The answer should consist of each line below that contains the word "rough".

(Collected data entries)
+-------+

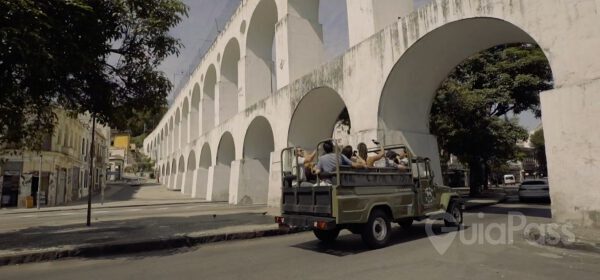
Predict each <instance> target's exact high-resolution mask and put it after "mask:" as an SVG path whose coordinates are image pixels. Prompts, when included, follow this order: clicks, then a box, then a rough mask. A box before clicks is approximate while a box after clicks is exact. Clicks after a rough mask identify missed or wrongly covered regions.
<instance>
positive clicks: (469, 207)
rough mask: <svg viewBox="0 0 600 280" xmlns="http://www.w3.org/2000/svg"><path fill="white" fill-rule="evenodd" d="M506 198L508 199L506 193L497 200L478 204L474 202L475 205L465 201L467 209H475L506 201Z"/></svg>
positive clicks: (468, 209)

+-------+

ANSWER BOX
Predict each <instance> target's exact high-resolution mask and put it after "mask:" as an SVG path whose coordinates are image pixels. Prompts, when included, follow this order: clicks, then a box, then a rough mask. A box before clicks is approximate while a box after clicks is exact. Clicks after a rough mask identify missed or wrongly covered regions.
rough mask: <svg viewBox="0 0 600 280" xmlns="http://www.w3.org/2000/svg"><path fill="white" fill-rule="evenodd" d="M506 198L508 199L506 193L497 200L478 204L474 202L475 205L465 201L467 209H475L506 201Z"/></svg>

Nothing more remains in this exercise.